Press "Enter" to skip to content

Scripting a Rubrik Recovery Plan using REST APIs & PowerShell

Joshua Stenhouse 7

Note: this post has been superseded by v2.0 of my Recovery Plan script:
https://virtuallysober.com/2018/01/24/testing-dr-scripting-a-rubrik-recovery-plan-v2-0/

Following hot on the heels of my first post on an “Introduction to Rubrik REST APIs using PowerShell & Swagger” I’d now like to show you how to easily automate the recovery and boot ordering of VMs as a Recovery Plan.

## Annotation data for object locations
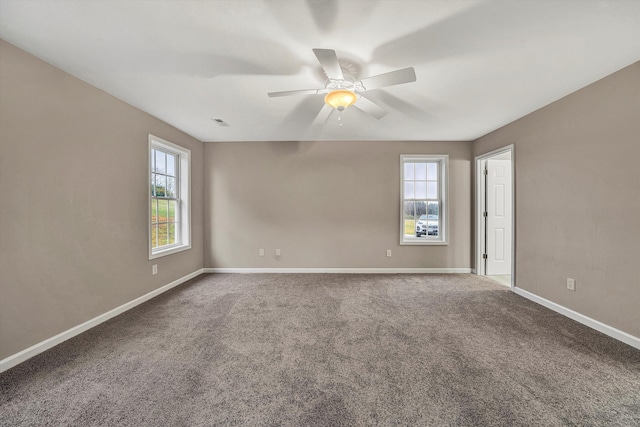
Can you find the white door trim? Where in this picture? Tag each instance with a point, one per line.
(479, 205)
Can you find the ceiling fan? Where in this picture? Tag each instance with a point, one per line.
(343, 90)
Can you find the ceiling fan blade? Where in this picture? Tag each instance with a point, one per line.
(323, 114)
(293, 92)
(406, 75)
(370, 107)
(329, 62)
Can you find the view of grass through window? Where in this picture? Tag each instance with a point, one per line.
(421, 199)
(164, 198)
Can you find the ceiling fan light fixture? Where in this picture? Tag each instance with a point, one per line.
(340, 99)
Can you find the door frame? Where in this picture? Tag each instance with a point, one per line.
(479, 209)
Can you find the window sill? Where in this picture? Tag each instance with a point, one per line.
(168, 251)
(422, 242)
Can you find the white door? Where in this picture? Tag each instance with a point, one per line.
(499, 217)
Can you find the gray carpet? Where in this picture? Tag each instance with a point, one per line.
(330, 350)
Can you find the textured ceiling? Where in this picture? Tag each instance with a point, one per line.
(479, 64)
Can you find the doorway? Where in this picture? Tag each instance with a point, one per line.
(495, 216)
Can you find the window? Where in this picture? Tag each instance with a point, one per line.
(423, 206)
(169, 207)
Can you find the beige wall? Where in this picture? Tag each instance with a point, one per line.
(578, 199)
(73, 211)
(324, 204)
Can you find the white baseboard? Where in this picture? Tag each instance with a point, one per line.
(36, 349)
(338, 270)
(581, 318)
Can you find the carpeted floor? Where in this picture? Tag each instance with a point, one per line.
(331, 350)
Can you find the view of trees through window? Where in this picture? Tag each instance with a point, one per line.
(164, 198)
(421, 204)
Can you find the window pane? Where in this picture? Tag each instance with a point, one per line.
(171, 216)
(161, 185)
(161, 159)
(154, 211)
(171, 187)
(432, 171)
(433, 211)
(171, 165)
(408, 171)
(409, 215)
(421, 171)
(154, 239)
(172, 234)
(408, 190)
(162, 234)
(432, 190)
(163, 210)
(421, 189)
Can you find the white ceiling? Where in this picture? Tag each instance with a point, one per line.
(479, 64)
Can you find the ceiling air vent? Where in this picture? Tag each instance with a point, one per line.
(220, 122)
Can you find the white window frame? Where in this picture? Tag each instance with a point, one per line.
(443, 192)
(183, 211)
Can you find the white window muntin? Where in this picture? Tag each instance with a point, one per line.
(442, 190)
(182, 197)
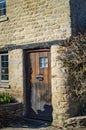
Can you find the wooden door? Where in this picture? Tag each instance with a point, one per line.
(39, 81)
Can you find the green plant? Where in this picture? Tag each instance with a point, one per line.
(6, 98)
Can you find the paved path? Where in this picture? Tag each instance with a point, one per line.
(24, 124)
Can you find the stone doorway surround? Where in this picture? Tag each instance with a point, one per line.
(59, 75)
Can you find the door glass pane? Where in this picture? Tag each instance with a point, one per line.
(43, 62)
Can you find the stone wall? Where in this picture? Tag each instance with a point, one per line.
(59, 86)
(35, 21)
(15, 85)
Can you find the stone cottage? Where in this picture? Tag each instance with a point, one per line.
(31, 32)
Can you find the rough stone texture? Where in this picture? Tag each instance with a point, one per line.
(15, 85)
(9, 112)
(78, 16)
(35, 21)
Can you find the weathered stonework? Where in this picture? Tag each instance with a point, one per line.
(59, 86)
(27, 24)
(35, 21)
(15, 85)
(9, 112)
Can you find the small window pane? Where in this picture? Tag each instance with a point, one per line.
(43, 62)
(4, 70)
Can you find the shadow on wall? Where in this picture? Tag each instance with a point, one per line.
(78, 16)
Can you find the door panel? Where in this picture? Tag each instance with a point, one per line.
(40, 85)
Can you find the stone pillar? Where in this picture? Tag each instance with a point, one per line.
(16, 73)
(59, 78)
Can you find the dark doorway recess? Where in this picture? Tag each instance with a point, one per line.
(39, 104)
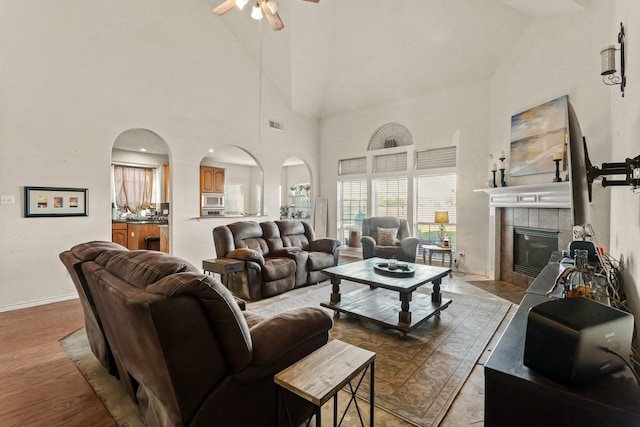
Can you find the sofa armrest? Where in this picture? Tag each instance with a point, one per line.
(324, 245)
(245, 254)
(284, 338)
(409, 244)
(284, 251)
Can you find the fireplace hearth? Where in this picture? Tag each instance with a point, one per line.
(532, 248)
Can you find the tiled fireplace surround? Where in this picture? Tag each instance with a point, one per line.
(544, 206)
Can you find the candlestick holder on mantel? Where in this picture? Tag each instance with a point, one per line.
(502, 173)
(557, 178)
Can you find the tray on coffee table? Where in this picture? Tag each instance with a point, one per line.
(402, 270)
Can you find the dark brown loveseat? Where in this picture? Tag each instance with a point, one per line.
(185, 352)
(278, 256)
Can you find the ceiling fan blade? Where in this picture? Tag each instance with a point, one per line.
(224, 7)
(273, 18)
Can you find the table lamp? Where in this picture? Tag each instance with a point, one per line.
(442, 217)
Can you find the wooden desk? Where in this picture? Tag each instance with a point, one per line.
(517, 396)
(433, 249)
(322, 374)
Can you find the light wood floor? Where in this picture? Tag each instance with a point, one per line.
(39, 385)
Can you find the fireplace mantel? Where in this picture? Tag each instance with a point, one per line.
(553, 195)
(544, 196)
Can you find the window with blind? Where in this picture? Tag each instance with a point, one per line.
(134, 187)
(437, 158)
(390, 197)
(352, 206)
(396, 162)
(352, 166)
(435, 190)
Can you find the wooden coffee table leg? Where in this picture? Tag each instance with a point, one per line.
(405, 314)
(436, 296)
(335, 289)
(335, 294)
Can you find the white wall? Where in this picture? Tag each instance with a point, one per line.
(625, 143)
(75, 75)
(454, 116)
(557, 56)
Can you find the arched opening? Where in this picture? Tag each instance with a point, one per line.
(295, 190)
(140, 190)
(234, 179)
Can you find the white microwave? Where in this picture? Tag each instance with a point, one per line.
(212, 201)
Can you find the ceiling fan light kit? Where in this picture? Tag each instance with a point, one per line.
(262, 8)
(272, 5)
(256, 12)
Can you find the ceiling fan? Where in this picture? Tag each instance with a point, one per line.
(268, 8)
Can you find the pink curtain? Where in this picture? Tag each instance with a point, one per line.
(134, 187)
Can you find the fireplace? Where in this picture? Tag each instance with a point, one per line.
(532, 248)
(533, 206)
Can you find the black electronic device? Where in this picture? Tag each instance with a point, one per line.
(579, 166)
(584, 245)
(567, 339)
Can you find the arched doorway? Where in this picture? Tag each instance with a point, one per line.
(140, 190)
(295, 190)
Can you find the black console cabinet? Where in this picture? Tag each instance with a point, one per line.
(517, 396)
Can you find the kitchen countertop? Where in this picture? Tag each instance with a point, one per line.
(141, 221)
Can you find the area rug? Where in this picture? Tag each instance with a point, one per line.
(115, 399)
(417, 377)
(505, 290)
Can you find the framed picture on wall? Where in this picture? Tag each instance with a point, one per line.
(52, 201)
(538, 135)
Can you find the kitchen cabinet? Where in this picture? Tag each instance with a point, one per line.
(164, 238)
(119, 233)
(136, 232)
(211, 180)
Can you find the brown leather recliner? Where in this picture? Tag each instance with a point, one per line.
(388, 237)
(278, 256)
(189, 354)
(72, 260)
(268, 271)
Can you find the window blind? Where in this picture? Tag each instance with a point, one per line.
(390, 163)
(352, 206)
(352, 166)
(436, 158)
(390, 197)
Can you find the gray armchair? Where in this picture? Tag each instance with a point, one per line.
(388, 237)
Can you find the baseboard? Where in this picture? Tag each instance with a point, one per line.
(37, 302)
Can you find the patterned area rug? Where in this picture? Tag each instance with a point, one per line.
(417, 377)
(115, 399)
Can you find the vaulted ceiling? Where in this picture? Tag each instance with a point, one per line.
(336, 56)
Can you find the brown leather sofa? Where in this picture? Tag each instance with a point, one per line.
(185, 351)
(73, 259)
(278, 255)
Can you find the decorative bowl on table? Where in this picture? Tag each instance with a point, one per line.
(401, 270)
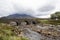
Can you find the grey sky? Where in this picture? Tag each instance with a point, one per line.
(37, 8)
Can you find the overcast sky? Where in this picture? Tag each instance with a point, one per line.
(37, 8)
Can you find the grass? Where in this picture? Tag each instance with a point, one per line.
(7, 34)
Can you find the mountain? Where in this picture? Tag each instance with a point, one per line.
(18, 16)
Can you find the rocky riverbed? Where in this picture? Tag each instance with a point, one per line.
(38, 32)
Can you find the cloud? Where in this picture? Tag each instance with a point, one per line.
(35, 8)
(46, 8)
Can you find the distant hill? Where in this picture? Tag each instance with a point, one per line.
(18, 16)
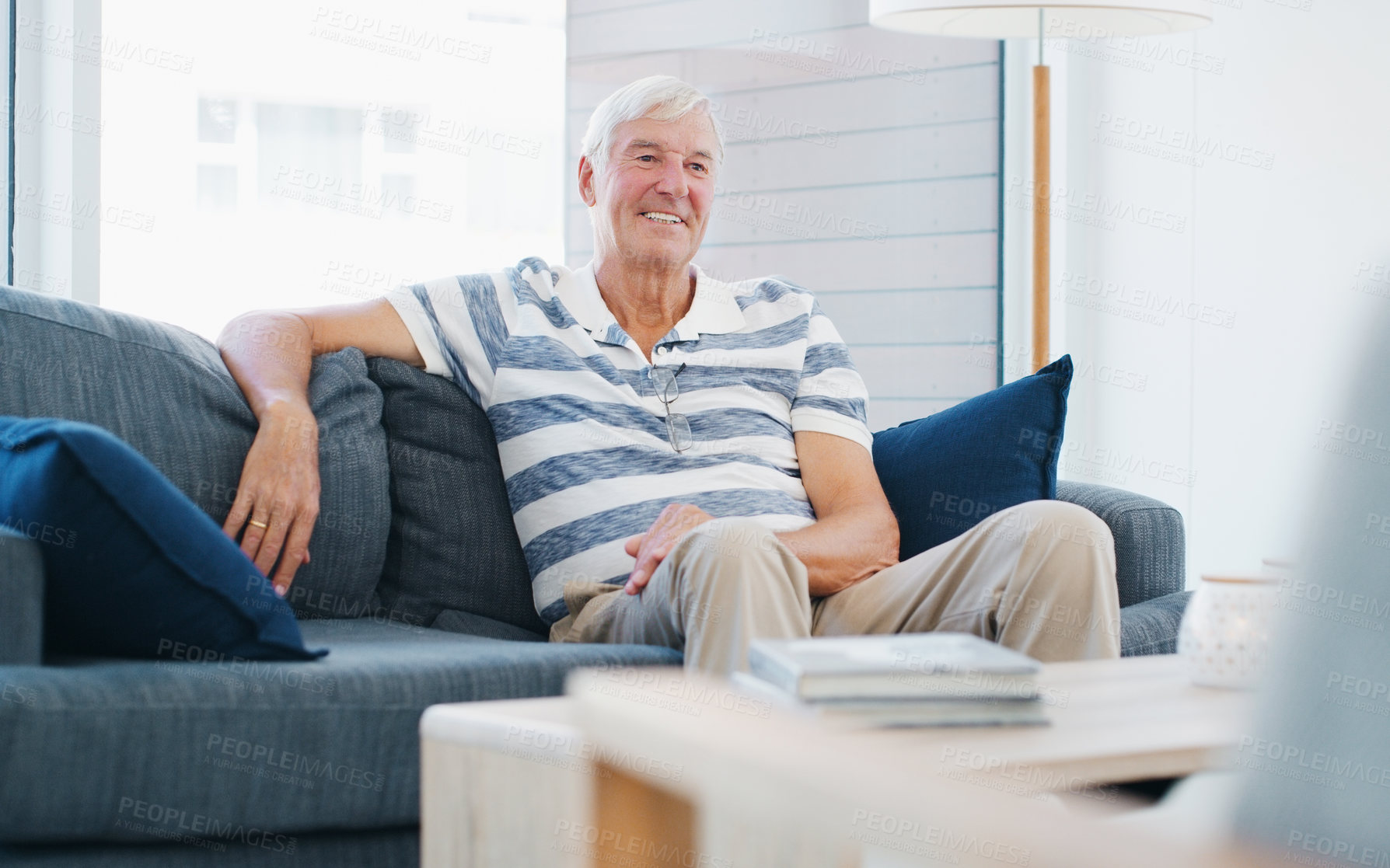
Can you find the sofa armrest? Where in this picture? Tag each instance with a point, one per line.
(21, 587)
(1150, 545)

## Work instructions
Can you output the part of the Rubrik recovery plan post that begins at the words "Following hot on" and stops after "a Recovery Plan.", copied word for word?

## Solution to this exercise
Following hot on the heels of my first post on an “Introduction to Rubrik REST APIs using PowerShell & Swagger” I’d now like to show you how to easily automate the recovery and boot ordering of VMs as a Recovery Plan.